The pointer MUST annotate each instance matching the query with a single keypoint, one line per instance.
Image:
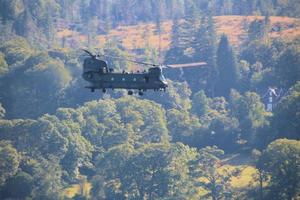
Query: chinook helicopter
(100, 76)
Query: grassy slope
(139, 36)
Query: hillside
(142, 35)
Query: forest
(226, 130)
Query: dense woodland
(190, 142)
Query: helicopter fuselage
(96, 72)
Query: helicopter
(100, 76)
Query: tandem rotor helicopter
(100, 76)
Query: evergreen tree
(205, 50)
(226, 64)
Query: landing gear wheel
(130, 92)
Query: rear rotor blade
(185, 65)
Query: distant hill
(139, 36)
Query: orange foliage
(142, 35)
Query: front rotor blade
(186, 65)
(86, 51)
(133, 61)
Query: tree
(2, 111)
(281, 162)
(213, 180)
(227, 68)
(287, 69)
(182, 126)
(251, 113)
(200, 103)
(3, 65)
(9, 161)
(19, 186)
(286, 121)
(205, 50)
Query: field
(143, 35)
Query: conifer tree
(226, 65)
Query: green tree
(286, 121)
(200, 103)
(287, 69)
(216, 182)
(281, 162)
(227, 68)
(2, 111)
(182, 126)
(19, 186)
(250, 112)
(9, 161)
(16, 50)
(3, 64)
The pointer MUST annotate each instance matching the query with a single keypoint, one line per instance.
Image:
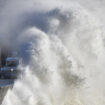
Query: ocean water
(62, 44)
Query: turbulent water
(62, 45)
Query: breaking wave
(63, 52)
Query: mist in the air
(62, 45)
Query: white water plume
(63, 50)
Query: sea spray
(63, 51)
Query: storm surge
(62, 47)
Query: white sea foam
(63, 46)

---

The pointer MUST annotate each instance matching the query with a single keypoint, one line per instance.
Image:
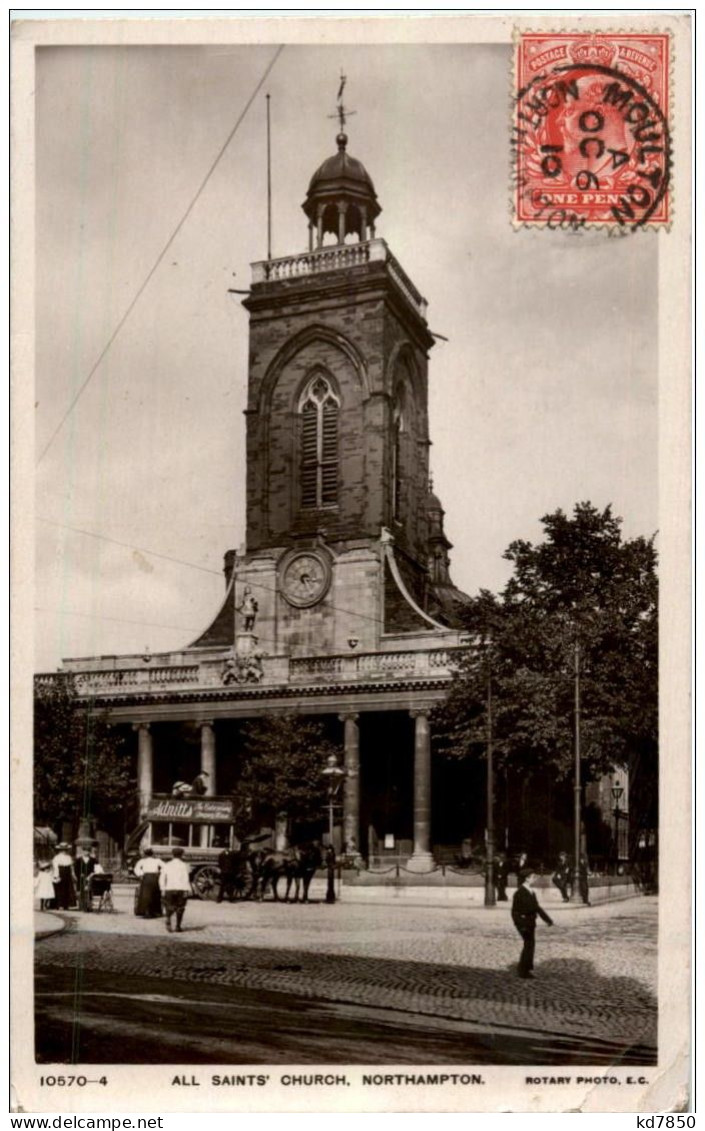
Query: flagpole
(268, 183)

...

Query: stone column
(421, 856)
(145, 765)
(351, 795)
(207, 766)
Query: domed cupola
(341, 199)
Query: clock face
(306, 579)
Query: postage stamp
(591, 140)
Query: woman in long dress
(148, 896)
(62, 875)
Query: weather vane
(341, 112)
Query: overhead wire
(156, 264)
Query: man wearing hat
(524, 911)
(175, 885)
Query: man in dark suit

◆ WORK REQUIRED: Transcribe the lines above between the line holding "Query: domed cupola" and the line holding "Query: man in dark suit", inclusive, exactly as they stand and with nothing added.

◆ THE COMPLETED TASK:
Query: domed cupola
(341, 199)
Query: clock face
(306, 579)
Query: postage stamp
(591, 140)
Query: woman in long dress
(148, 896)
(62, 875)
Query: weather vane
(341, 112)
Query: overhead wire
(156, 264)
Query: man wearing hat
(524, 911)
(175, 885)
Query: man in dark suit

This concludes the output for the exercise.